◆ WHAT THE EXERCISE ASKS
Return all of the entries exactly, with nothing added or left out.

>> begin ENTRIES PROVIDED

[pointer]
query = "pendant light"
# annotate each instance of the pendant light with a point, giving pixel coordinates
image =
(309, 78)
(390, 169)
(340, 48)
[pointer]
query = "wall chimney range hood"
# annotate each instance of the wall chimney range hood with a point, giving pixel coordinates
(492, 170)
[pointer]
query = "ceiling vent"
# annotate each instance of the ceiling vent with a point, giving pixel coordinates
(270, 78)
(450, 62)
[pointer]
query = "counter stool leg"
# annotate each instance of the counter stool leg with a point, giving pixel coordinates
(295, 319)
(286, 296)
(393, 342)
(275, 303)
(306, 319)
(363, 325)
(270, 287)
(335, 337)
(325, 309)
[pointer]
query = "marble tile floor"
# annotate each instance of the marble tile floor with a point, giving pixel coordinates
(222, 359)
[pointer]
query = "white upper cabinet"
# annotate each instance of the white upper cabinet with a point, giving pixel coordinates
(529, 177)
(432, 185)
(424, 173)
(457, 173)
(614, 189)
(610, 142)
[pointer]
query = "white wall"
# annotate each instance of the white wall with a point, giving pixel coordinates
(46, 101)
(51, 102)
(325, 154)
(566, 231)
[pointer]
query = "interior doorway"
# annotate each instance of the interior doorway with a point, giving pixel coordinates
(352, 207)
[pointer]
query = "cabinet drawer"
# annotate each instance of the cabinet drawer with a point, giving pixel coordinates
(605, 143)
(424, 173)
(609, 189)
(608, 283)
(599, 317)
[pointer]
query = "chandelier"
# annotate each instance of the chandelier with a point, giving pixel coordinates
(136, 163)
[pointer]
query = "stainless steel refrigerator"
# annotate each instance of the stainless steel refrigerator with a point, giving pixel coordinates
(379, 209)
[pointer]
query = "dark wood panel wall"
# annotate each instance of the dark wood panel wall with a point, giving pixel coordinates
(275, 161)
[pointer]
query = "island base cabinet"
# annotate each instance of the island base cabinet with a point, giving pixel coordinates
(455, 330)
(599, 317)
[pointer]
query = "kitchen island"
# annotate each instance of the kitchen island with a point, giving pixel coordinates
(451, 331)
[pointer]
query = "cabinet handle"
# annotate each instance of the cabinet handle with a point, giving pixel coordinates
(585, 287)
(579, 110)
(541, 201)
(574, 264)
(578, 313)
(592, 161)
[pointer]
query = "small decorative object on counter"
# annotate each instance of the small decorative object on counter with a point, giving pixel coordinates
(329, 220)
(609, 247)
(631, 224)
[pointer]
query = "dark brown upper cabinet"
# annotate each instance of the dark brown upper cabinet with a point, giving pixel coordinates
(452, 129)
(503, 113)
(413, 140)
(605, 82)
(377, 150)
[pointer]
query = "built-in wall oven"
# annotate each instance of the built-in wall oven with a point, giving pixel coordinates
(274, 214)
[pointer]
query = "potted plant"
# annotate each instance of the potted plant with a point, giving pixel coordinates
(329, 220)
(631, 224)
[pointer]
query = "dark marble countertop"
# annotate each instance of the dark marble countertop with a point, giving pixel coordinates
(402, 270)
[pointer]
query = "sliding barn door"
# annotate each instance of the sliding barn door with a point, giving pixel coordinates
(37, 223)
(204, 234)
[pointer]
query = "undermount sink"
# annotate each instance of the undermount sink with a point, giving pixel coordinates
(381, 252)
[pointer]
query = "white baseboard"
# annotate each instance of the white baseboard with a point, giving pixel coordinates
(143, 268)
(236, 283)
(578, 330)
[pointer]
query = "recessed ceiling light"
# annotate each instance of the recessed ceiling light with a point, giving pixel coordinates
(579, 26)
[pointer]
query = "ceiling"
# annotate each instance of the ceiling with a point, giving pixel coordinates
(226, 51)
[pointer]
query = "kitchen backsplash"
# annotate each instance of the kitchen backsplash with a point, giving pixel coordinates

>> end ENTRIES PROVIDED

◆ TASK SOLUTION
[pointer]
query = "pendant light"
# annotate each instance of the pendant light with a point, giving pixel coordinates
image =
(309, 78)
(390, 169)
(340, 48)
[pointer]
query = "wall chimney range hood"
# annotate each instance of the wall chimney range hood with a point, giving pixel coordinates
(492, 170)
[pointer]
query = "ceiling vent"
# annotate each instance of the ceiling vent with a point, giving pixel coordinates
(270, 78)
(450, 62)
[pointer]
query = "counter stool leg"
# annotate each instance of the counter stool leg with a point, giving pixel coordinates
(295, 319)
(286, 296)
(393, 342)
(275, 303)
(306, 319)
(363, 325)
(270, 287)
(335, 337)
(325, 309)
[pointer]
query = "marble tile floor"
# annotate each instance of the marble tile floor with a point, giving pixel coordinates
(222, 359)
[pointer]
query = "white upper cabinet"
# annotate each instance of the white upper cabinet with a point, giving pixel coordinates
(529, 177)
(432, 185)
(424, 173)
(457, 173)
(614, 189)
(610, 142)
[pointer]
query = "white wall"
# annotate each instance of the white wall with a point, giving pixel coordinates
(46, 101)
(51, 102)
(325, 154)
(566, 231)
[pointer]
query = "interior doorway"
# annotate each instance of the interior doorway with a point, giving pixel coordinates
(352, 207)
[pointer]
query = "cabinet drawer"
# annotate each instance of the cabinet drawer with a point, giving pixel coordinates
(605, 143)
(424, 173)
(609, 189)
(608, 283)
(599, 317)
[pointer]
query = "chandelier"
# annotate each instance of the chandelier with a point, giving pixel coordinates
(136, 163)
[pointer]
query = "stainless steel refrigerator"
# annotate each instance of the stainless steel refrigerator with a point, giving pixel coordinates
(379, 209)
[pointer]
query = "dark wood panel wall"
# annotate each instance of the dark wood panel wall with a point, giving pixel coordinates
(275, 161)
[pointer]
query = "island base cabinet"
# annotate each instance of the island base cabinet with a point, giving pixel coordinates
(455, 330)
(599, 317)
[pointer]
query = "kitchen island"
# annotate each instance of the kitchen island with a point, giving pixel coordinates
(451, 331)
[pointer]
query = "cabinet handle"
# annotate each instance of the cabinet handle with a point, giving pixel coordinates
(585, 287)
(579, 110)
(541, 201)
(574, 264)
(578, 313)
(592, 161)
[pointer]
query = "small decorative object on counter"
# annotate each instance of the small decorative object on counter with a point, giving pixel coordinates
(329, 220)
(609, 247)
(631, 224)
[pointer]
query = "dark brown upper cabinet"
# annotate each instance of the dark brown upper cabinet with a point, giving pixel coordinates
(452, 129)
(503, 113)
(413, 140)
(605, 82)
(377, 150)
[pointer]
query = "built-in wall oven"
# annotate each instance of the built-in wall oven with a point, giving pixel coordinates
(274, 214)
[pointer]
query = "potted plant"
# annotate each instance of the potted plant with a point, giving pixel coordinates
(329, 220)
(631, 224)
[pointer]
query = "dark marble countertop"
# annotate each instance of the dark marble countertop with a point, giving pixel coordinates
(402, 270)
[pointer]
query = "sliding barn door"
# annotate each instance of the sliding barn door with a point, giving pixel coordinates
(37, 223)
(204, 234)
[pointer]
query = "undermount sink"
# annotate each instance of the undermount sink with a point, giving pixel coordinates
(381, 252)
[pointer]
query = "white baseboard"
# annotate each instance of the white baseboard with a point, giving pixel coordinates
(143, 268)
(236, 283)
(578, 330)
[pointer]
query = "recessed ceiling light"
# annotate each instance of the recessed ceiling light with a point, giving pixel coordinates
(579, 26)
[pointer]
query = "ceiling"
# annotate each instance of the ceiling with a point, giving pixel coordinates
(226, 51)
[pointer]
query = "kitchen backsplash"
# annotate each instance of the kitchen backsplash with a point, giving pixel coordinates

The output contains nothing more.